## [The task]
Find every line below that contains the word "face" and copy each of those lines in full.

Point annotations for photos
===============

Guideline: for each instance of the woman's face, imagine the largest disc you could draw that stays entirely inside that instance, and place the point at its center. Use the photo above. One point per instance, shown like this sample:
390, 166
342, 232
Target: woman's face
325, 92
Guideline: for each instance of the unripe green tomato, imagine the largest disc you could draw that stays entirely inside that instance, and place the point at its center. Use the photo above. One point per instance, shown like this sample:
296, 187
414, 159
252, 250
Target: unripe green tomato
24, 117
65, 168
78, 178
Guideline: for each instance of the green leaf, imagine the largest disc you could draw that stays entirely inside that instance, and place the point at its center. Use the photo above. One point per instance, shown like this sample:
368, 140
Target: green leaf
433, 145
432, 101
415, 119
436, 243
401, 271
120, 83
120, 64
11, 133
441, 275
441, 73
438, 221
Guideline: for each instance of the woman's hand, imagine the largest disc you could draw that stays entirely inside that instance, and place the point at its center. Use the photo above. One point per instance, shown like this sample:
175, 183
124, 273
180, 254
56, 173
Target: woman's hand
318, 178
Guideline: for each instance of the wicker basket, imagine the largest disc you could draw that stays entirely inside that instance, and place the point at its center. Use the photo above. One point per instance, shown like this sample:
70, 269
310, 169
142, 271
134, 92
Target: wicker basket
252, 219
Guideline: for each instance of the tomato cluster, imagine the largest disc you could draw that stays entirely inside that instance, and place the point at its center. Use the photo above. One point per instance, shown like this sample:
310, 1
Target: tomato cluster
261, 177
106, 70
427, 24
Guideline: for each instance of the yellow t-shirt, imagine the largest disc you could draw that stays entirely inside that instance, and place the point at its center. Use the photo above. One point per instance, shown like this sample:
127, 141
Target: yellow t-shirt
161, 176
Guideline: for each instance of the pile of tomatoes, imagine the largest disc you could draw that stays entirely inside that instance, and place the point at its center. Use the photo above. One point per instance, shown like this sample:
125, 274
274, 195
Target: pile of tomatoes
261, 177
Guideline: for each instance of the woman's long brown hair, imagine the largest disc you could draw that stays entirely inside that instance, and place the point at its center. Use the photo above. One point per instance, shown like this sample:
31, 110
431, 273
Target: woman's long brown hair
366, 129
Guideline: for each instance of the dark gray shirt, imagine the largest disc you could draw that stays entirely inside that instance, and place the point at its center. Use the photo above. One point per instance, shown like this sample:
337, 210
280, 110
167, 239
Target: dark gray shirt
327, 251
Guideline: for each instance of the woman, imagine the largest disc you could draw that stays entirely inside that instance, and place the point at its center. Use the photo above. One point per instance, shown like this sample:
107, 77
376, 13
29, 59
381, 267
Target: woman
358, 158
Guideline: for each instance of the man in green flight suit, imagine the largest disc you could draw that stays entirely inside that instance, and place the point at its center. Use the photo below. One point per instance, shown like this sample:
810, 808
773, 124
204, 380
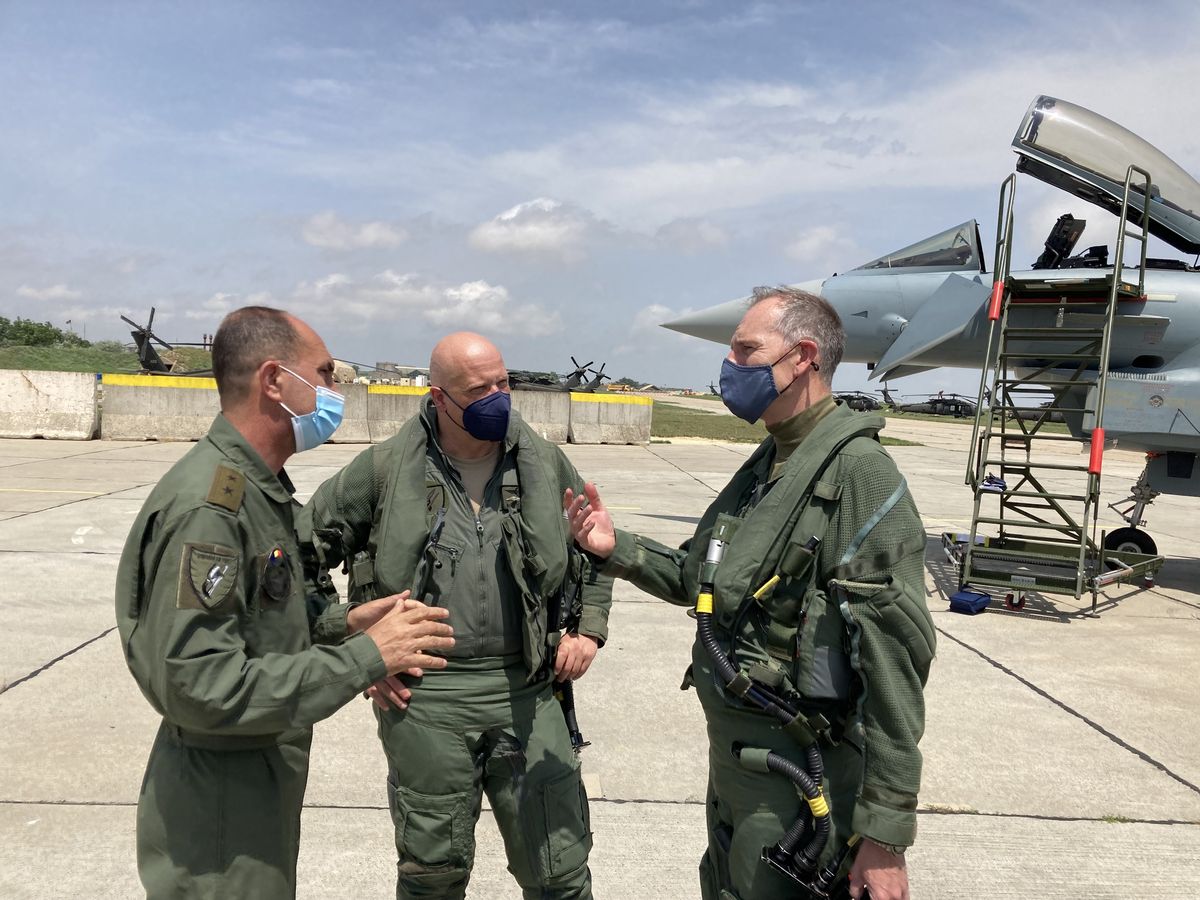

===============

## [Result of this task]
Guideline: for each instance of the woman's face, imagine the largest disc you could draw that stays entirely inside that instance, and place the point at its center. Use the photo above. One point per instance, shown like this sample:
Target: woman's face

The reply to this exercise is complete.